§ Exercise objective
Could you turn the data, from the line containing "Could you point to the cow's muzzle" through the final line inclusive, into a numbered list with blank lines omitted?

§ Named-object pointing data

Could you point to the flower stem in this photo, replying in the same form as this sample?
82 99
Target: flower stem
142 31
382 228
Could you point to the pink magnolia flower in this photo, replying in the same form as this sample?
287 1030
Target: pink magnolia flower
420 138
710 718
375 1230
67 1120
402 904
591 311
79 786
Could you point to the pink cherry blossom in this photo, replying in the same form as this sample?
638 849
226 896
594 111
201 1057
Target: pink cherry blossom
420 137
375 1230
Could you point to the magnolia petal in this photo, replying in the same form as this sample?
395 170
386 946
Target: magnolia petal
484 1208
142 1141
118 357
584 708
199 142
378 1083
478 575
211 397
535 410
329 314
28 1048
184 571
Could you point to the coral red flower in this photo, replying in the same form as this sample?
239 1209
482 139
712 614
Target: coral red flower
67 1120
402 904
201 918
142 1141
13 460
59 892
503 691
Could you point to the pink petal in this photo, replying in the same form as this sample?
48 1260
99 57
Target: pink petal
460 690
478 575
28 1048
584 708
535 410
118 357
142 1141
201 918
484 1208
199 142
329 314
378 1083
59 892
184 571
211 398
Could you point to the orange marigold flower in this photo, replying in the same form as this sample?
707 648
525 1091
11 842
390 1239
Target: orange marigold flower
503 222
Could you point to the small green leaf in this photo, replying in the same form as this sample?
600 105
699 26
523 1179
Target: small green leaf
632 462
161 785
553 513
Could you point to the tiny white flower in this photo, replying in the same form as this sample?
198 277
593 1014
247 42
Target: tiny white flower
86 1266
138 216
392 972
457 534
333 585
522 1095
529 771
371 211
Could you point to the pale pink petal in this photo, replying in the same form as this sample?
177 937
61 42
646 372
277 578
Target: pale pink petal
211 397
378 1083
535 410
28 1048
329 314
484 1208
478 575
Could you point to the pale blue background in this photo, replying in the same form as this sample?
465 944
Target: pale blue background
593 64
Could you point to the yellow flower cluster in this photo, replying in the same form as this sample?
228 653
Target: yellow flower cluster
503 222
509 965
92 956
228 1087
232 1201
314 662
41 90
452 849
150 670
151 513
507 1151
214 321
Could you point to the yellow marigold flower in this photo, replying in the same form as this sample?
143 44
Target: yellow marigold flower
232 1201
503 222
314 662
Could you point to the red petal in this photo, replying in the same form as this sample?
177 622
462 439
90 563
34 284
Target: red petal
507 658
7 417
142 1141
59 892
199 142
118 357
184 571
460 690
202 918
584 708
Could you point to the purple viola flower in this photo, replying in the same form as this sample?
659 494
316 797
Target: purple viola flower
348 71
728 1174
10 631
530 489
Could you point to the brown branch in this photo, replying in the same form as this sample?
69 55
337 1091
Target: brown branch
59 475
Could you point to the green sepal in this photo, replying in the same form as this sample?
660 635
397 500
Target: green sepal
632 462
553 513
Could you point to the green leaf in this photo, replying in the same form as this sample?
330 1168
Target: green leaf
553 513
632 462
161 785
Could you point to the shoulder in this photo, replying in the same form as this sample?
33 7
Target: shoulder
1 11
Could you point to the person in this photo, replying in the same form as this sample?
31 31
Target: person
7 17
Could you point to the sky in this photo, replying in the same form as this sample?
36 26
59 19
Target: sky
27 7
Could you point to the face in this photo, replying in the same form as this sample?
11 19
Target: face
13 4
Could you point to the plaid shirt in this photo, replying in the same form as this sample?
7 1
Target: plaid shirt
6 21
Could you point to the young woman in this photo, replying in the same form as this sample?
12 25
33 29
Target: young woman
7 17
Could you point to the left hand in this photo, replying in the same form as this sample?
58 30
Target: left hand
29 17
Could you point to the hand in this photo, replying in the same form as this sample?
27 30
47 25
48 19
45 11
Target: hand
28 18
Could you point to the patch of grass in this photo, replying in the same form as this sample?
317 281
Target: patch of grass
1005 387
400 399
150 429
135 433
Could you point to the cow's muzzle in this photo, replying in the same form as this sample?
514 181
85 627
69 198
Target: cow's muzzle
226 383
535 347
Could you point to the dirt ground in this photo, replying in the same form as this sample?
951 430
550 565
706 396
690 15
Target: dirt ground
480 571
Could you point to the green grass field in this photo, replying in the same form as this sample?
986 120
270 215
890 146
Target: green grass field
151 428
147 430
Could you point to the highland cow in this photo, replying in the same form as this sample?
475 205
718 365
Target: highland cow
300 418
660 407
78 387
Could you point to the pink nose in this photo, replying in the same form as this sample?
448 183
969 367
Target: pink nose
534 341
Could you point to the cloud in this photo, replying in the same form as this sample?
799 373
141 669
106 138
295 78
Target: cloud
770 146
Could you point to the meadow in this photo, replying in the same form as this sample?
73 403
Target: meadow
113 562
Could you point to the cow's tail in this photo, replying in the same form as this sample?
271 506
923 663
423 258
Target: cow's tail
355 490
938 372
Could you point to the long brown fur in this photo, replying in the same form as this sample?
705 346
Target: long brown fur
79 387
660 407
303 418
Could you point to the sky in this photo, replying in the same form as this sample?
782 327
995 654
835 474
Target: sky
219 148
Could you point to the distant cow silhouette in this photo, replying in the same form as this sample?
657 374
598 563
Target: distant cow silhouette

§ The completed task
1. Could you point to the cow's muzzle in this photo, replying in the same form as this sample?
2. 514 181
3. 85 627
4. 69 198
5. Target: cow's muzzle
6. 226 383
7. 535 347
8. Could you point to the dirt ground in this photo, replying in the same form as this sample?
9. 951 430
10. 550 565
11. 706 396
12. 690 15
13. Target: dirt ground
14. 480 571
15. Could you point to the green grass field in this photo, replying in the same form as this sample?
16. 986 120
17. 270 215
18. 890 146
19. Target: green grass field
20. 151 428
21. 147 430
22. Could you point to the highland cow in this photo, replying in the same form as this sample?
23. 475 205
24. 718 365
25. Target: highland cow
26. 300 418
27. 660 407
28. 78 387
29. Could you point to the pink nose in this photo, replying in the same form as this sample?
30. 448 183
31. 969 367
32. Target: pink nose
33. 534 341
34. Could you point to the cloud in this photo, replying in the same form as this sample?
35. 799 373
36. 141 669
37. 106 138
38. 295 78
39. Target: cloud
40. 770 146
41. Could you point to the meadow in this photo, replying in the same form as this sample?
42. 73 403
43. Target: meadow
44. 113 562
45. Could you point to the cow's tail in this photo, replying in the same form as this sample?
46. 271 506
47. 923 663
48. 423 258
49. Target: cow's tail
50. 355 490
51. 938 372
52. Could you point to the long brown fur in this photo, replying in the same form as this sample?
53. 705 346
54. Target: long brown fur
55. 79 387
56. 660 407
57. 303 418
58. Could you point to the sky in this photo, replying in the same form as this sample?
59. 782 327
60. 995 654
61. 835 474
62. Target: sky
63. 219 148
64. Could you point to the distant cow silhouette in this photo, replying in the same form as this sample?
65. 657 374
66. 598 563
67. Target: distant cow silhouette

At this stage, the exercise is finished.